What this exercise asks:
1/ Decide whether each statement below agrees with the blog text. For each, answer yes or no and quote the words of the blog text that decide it.
(a) Children's Island is larger than the island where the writer stayed the first time.
(b) On the holiday, the island huts were still mostly occupied.
(c) The writer says a week has passed since the year started.
2/ Copy out everything in the blog text from "It's been a" down to "me see. OK.".

New Year's Afternoon at Children's Island, Pangasinan



When I wrote about our Hundred Islands trip two summers ago, I was aware that the story was OK but the photos aren't. So I made a mental note of taking better snaps the next time we go there. It was the New Year's afternoon when my husband R and I decided (more on him granting my request) to give the islands a second chance. 'Cause like what I said, "I think if there were less people, the trip was close to perfection." Well, we chose Children's Island, smaller than where we stayed at the first time we went there, just so we'd reach that less-people-more-bliss beach vibe. It's a holiday and most vacationers think pretty a lot like we do so the island huts were still mostly occupied. I'm fine with having crowds in beaches, it's the feels I'm really after. I'm glad that the people I see this time were dressed (or not) more appropriately. Rash guards, swimsuits, board shorts, those stuff. Yup, not a salmon short pants with side pockets that made an appearance on my previous post, haha! It was half a day of holiday leftovers, snorkeling, laughter, getting a perfect tan and lovin' it. xx

09 January 2015

Three Promises for 2015


It's been a week since this year started and I still couldn't figure out how I'll start it over here, until today. I wanted my post to be as welcoming, as clever, as extravagant as possible. It's kinda a trend in the blogging world, you know. But then I thought, I can just be myself and type away! Obviously, that's what I'm doing now. At this point, I have so many things in mind that I can't single out what to share first. Hmm. Let me see. OK.

Dataset entries:
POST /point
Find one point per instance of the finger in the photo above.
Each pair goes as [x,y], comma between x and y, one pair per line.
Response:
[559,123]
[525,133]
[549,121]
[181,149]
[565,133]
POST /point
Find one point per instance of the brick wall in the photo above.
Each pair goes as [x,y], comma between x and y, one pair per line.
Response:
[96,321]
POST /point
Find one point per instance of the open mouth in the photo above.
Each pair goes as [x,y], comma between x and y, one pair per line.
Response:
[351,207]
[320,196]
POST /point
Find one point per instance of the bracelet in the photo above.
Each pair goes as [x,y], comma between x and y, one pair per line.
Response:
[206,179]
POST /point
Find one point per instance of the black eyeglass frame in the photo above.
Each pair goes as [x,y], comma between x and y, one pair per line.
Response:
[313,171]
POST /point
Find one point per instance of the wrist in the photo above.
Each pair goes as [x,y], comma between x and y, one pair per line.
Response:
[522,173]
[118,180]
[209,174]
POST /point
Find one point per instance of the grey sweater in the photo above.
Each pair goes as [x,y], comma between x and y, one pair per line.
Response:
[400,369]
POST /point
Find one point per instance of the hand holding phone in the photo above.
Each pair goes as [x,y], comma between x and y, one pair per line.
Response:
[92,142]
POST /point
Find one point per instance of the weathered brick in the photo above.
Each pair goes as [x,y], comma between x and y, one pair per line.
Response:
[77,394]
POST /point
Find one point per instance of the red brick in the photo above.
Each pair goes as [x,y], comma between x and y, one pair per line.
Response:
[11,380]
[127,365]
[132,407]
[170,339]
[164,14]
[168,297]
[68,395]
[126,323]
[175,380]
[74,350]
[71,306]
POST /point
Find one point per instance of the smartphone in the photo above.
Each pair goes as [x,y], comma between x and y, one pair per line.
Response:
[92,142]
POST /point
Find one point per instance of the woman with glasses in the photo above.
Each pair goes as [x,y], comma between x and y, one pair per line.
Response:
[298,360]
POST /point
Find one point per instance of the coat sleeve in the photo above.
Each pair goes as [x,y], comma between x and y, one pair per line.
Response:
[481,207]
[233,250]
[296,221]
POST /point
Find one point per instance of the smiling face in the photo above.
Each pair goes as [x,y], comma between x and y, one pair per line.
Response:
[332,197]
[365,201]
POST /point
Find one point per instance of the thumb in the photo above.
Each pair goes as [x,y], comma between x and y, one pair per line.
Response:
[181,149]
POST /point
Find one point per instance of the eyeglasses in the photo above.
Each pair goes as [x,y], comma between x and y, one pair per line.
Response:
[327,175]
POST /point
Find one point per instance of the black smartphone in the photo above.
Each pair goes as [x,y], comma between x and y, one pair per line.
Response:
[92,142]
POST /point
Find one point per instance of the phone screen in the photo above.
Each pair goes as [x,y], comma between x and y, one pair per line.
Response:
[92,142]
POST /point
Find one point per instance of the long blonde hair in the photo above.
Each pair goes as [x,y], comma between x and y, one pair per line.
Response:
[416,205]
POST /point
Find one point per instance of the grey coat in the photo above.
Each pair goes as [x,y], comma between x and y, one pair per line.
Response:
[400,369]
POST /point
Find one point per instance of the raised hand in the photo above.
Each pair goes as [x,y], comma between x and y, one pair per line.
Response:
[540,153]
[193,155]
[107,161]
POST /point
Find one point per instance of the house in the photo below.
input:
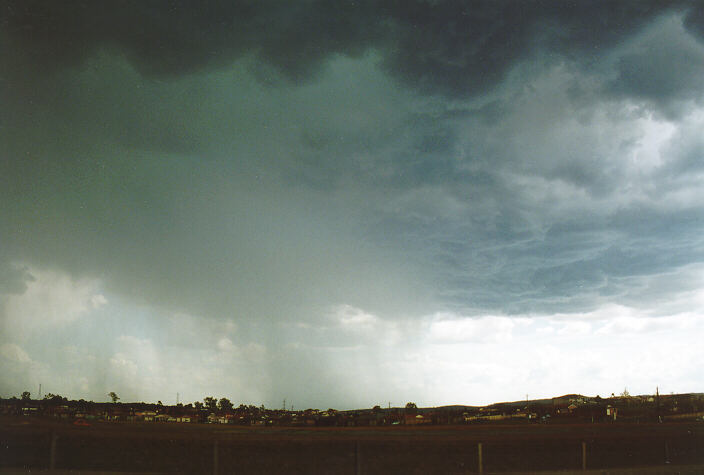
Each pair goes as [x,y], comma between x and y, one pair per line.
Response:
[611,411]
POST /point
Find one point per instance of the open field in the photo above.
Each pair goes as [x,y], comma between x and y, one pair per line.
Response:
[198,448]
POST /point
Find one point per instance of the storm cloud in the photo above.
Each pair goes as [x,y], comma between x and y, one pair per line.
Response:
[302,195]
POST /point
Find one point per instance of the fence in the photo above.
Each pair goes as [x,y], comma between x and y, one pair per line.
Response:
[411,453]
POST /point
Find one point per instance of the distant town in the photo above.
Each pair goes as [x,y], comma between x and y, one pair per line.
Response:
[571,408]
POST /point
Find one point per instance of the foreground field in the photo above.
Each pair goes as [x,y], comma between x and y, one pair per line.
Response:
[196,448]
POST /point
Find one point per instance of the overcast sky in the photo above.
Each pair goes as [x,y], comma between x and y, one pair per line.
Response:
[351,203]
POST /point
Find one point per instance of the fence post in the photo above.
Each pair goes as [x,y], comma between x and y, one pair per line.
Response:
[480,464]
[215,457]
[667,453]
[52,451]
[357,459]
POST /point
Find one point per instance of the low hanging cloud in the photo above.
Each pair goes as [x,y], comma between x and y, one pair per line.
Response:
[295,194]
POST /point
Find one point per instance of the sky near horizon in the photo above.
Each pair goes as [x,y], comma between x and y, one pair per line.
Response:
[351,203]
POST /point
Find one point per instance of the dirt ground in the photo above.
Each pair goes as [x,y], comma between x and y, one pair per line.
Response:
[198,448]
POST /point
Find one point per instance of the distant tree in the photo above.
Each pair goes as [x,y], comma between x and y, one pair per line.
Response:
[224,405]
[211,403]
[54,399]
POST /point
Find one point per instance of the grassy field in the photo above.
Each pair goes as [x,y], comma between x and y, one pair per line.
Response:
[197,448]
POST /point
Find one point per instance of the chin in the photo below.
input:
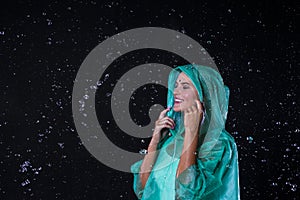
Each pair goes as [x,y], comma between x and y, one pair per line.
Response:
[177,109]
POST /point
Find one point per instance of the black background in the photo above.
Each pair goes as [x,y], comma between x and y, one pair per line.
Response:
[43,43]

--

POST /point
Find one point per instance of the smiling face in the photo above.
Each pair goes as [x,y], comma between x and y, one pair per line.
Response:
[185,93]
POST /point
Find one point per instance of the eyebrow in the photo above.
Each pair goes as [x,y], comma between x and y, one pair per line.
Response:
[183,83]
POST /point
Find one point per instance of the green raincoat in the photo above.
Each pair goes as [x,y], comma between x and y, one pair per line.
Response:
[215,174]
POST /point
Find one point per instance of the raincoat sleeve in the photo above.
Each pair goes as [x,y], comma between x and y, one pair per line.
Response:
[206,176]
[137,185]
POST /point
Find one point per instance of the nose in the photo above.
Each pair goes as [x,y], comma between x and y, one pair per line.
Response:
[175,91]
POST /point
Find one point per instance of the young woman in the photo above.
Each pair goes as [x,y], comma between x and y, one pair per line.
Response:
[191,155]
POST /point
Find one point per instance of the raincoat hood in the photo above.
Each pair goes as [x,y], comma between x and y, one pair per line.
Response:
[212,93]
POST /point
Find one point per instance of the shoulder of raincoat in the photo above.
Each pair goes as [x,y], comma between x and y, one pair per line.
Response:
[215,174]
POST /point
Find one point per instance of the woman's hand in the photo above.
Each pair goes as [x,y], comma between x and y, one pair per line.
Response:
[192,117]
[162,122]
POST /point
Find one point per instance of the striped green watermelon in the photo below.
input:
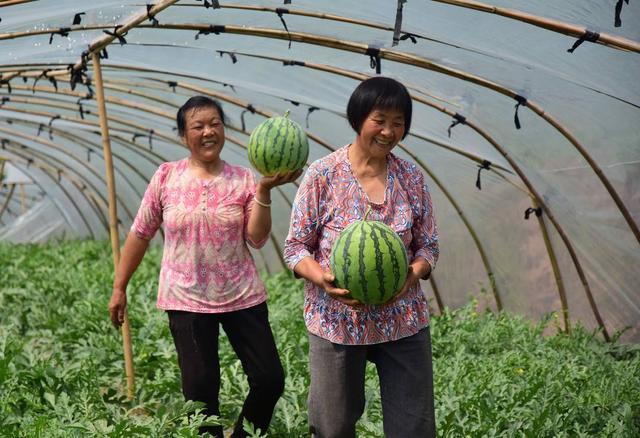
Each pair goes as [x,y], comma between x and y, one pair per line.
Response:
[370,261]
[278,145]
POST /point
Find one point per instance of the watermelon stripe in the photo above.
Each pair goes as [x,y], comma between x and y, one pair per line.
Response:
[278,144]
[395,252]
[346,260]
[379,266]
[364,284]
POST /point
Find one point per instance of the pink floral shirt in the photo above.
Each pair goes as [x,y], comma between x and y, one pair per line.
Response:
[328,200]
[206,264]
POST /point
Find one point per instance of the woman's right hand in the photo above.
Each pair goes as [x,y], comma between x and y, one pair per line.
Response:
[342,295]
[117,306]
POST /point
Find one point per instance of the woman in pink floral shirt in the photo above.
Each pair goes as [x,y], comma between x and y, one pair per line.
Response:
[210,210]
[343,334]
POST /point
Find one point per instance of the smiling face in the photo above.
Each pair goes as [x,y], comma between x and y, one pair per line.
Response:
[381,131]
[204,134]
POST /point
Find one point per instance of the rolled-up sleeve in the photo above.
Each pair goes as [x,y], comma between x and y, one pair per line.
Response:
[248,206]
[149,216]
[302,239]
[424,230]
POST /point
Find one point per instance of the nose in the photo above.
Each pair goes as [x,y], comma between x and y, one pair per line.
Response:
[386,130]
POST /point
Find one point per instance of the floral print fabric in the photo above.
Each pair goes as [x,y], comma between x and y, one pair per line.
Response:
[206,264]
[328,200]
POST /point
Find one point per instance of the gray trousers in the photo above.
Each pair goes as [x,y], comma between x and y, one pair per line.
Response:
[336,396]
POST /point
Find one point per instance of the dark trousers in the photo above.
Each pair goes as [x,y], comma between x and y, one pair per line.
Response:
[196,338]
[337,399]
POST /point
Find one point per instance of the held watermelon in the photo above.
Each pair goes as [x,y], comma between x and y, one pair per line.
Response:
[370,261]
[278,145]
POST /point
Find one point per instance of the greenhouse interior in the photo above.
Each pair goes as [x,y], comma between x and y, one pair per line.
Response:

Your responses:
1/
(a) No: "smaller than where we stayed at the first time we went there"
(b) Yes: "the island huts were still mostly occupied"
(c) Yes: "It's been a week since this year started"

2/
It's been a week since this year started and I still couldn't figure out how I'll start it over here, until today. I wanted my post to be as welcoming, as clever, as extravagant as possible. It's kinda a trend in the blogging world, you know. But then I thought, I can just be myself and type away! Obviously, that's what I'm doing now. At this point, I have so many things in mind that I can't single out what to share first. Hmm. Let me see. OK.